§ **Problem to work on**
Return the line containing "Point out every instance of the tree" and all lines after it exactly; stop at the end of the material.

§ **Information provided**
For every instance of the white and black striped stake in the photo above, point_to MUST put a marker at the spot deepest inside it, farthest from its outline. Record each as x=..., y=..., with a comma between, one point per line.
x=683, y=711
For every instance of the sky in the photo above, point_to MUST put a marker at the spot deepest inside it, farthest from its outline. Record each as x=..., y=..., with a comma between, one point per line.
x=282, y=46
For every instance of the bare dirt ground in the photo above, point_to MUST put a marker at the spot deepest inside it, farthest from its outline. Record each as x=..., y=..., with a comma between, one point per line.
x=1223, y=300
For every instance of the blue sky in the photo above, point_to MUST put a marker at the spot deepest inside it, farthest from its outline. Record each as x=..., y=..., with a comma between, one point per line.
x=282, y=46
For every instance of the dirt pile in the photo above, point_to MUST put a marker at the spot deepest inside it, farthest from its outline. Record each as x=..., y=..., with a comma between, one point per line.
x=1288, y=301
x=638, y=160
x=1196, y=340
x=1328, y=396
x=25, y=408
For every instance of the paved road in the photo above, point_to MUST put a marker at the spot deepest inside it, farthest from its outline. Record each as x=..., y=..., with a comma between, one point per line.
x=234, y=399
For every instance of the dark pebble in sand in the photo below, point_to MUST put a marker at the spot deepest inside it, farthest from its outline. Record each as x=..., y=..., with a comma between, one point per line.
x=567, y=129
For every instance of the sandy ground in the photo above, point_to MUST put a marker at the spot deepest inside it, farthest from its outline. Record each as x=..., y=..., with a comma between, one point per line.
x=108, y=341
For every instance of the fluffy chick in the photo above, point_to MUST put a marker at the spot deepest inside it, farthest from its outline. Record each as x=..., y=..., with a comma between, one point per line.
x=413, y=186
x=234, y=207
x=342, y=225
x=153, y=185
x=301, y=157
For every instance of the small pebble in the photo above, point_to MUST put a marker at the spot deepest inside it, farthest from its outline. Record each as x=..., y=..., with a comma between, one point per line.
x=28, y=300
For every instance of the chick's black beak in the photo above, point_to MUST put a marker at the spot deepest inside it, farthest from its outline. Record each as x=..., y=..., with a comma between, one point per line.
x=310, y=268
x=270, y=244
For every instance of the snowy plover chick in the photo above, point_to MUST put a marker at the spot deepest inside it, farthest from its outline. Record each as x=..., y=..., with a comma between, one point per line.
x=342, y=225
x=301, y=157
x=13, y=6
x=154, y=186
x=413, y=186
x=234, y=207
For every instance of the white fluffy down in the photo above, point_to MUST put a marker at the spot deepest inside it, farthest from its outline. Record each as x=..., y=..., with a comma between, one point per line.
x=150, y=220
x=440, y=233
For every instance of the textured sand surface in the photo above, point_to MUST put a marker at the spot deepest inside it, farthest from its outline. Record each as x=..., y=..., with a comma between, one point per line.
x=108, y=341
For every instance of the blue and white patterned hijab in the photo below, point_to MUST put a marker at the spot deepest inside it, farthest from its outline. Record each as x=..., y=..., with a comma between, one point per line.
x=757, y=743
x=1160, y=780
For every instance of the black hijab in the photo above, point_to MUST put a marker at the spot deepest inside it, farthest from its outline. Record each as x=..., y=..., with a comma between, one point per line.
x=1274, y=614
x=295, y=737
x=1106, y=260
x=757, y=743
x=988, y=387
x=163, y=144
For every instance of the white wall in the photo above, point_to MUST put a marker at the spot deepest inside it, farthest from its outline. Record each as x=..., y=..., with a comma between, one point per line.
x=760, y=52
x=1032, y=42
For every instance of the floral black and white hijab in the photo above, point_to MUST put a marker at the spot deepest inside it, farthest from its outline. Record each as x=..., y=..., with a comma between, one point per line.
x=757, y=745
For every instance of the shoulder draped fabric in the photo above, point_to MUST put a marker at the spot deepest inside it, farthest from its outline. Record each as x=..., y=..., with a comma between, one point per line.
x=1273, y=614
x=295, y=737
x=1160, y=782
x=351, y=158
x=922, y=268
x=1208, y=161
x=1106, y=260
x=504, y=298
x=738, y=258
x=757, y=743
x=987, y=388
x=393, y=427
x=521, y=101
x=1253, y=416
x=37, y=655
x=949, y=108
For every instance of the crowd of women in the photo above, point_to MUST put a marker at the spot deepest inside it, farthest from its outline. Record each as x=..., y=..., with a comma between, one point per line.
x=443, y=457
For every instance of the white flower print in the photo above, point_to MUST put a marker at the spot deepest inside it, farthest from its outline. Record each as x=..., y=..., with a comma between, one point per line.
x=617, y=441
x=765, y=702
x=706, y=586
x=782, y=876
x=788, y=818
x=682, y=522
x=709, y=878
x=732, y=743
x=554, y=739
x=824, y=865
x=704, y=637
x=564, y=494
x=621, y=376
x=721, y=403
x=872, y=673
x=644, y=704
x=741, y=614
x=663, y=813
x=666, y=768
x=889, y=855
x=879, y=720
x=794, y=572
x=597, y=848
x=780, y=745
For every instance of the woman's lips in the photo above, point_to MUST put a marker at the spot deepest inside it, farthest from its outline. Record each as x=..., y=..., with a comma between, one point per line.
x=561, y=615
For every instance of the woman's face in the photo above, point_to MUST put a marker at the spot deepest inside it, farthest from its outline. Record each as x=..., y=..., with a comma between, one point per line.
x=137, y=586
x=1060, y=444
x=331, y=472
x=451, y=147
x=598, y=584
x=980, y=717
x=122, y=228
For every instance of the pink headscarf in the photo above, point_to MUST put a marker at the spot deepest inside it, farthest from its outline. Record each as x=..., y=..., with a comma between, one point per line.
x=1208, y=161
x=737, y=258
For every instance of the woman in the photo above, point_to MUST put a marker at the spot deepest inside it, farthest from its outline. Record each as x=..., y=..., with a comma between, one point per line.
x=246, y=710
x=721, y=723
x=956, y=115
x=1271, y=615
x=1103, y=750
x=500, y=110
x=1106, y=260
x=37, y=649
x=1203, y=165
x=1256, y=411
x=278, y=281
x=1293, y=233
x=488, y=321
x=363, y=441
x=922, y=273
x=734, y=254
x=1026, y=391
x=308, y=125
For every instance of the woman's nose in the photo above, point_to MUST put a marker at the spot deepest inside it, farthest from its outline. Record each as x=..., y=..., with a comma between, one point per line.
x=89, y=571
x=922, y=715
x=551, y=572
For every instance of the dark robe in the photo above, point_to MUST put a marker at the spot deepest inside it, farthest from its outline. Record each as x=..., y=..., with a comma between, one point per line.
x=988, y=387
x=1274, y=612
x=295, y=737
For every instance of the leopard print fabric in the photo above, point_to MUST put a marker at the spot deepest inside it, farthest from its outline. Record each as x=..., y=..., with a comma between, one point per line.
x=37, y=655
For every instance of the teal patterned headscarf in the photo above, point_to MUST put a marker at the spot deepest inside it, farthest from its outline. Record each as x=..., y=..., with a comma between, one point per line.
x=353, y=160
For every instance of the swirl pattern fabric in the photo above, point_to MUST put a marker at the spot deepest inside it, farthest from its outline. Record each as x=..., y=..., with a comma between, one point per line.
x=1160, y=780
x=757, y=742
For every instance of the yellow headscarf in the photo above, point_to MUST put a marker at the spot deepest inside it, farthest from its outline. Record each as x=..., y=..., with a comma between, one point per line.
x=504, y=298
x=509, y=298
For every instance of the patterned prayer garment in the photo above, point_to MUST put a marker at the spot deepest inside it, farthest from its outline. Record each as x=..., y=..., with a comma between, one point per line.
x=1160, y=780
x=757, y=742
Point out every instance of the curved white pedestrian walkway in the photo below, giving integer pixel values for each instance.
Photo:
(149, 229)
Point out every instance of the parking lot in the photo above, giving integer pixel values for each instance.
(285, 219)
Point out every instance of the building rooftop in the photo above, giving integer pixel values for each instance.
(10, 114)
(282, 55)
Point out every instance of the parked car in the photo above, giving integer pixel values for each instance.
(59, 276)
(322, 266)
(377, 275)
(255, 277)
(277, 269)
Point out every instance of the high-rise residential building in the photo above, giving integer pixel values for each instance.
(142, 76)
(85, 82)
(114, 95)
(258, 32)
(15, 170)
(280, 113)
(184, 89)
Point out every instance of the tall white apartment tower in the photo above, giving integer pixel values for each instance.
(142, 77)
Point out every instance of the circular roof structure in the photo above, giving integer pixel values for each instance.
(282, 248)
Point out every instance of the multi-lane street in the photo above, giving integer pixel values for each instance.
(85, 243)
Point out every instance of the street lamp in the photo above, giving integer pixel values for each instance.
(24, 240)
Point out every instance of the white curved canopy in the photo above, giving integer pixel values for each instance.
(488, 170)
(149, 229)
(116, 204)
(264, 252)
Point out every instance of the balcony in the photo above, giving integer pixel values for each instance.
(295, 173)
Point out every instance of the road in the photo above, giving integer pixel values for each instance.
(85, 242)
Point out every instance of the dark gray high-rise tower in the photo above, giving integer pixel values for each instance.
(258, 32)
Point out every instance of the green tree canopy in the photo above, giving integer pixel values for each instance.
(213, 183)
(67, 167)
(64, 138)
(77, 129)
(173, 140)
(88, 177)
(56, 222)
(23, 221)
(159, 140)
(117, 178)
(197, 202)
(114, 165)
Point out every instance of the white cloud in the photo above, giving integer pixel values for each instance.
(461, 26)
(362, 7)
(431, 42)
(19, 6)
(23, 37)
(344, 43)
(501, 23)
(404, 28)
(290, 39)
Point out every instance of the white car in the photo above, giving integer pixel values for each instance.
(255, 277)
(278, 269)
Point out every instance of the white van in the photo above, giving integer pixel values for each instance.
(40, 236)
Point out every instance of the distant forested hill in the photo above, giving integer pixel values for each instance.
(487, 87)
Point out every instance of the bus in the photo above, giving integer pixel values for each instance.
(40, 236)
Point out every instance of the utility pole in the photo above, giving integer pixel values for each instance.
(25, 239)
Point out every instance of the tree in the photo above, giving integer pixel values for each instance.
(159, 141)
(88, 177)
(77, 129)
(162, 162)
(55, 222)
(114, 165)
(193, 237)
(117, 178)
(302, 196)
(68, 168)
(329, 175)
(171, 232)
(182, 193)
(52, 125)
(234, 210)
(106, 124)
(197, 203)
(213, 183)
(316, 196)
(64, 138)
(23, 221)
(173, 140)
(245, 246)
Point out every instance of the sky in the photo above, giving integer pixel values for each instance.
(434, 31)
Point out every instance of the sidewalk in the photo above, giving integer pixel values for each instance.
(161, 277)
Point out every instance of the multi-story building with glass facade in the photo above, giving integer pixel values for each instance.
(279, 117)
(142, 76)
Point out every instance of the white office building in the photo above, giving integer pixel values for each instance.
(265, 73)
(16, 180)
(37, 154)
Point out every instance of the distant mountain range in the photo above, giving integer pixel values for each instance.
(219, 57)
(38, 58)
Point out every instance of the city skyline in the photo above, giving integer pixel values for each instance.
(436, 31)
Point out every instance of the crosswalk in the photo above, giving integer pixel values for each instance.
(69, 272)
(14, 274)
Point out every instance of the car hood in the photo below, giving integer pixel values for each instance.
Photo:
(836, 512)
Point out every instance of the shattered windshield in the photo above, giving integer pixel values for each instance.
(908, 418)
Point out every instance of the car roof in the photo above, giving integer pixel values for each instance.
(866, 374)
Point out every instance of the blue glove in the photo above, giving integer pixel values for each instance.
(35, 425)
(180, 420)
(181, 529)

§ **Exercise solution**
Point out every instance of the tree in the photo above, giving integer pixel values for each instance.
(159, 141)
(88, 177)
(77, 129)
(162, 162)
(55, 222)
(114, 165)
(193, 237)
(117, 178)
(302, 196)
(68, 168)
(329, 175)
(171, 232)
(182, 193)
(52, 125)
(234, 210)
(106, 124)
(197, 203)
(213, 183)
(316, 196)
(64, 138)
(23, 221)
(173, 140)
(245, 246)
Point out every instance of the sky in the photo above, giving integer pixel values for each instance.
(434, 31)
Point out every instance of the sidewalk in the photo above, giving integer pixel values for each instance.
(161, 277)
Point out every instance of the multi-story building with glass facade in the photo above, giving integer pixel values for each instance.
(279, 117)
(142, 76)
Point out every instance of the white office building in the photo above, giving integer pixel values for each instance.
(265, 73)
(16, 180)
(37, 154)
Point out every instance of the distant mountain range in the photo above, giving integer pixel values for each instance.
(219, 57)
(38, 58)
Point out every instance of the city skyline in the photo above, giving integer pixel values for each instance.
(436, 31)
Point out every instance of the crosswalk in the photo above, giving integer pixel values for each instance.
(69, 272)
(14, 274)
Point out every instance of the car hood in the photo below, giving integer pixel values for each instance.
Photo:
(836, 512)
Point out every instance of the shattered windshield in the photo above, giving integer pixel values for each instance.
(908, 418)
Point out every instance of the car roof in the photo above, giving integer pixel values for each instance.
(866, 374)
Point out every instance of the blue glove in the photo above, giving integer pixel values for each instance.
(35, 425)
(180, 420)
(181, 529)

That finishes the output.